[Written problem]
Please copy each of the items below word for word, keeping every line unchanged.

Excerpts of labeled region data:
** begin **

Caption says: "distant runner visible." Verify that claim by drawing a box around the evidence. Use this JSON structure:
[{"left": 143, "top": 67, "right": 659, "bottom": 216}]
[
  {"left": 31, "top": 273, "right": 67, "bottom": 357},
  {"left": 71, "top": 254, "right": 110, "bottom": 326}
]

** end **

[Answer to this problem]
Caption says: "distant runner visible." Verify that claim by drawing a box around the evidence. Use this JSON structure:
[{"left": 143, "top": 67, "right": 659, "bottom": 216}]
[
  {"left": 31, "top": 273, "right": 67, "bottom": 357},
  {"left": 71, "top": 254, "right": 110, "bottom": 326}
]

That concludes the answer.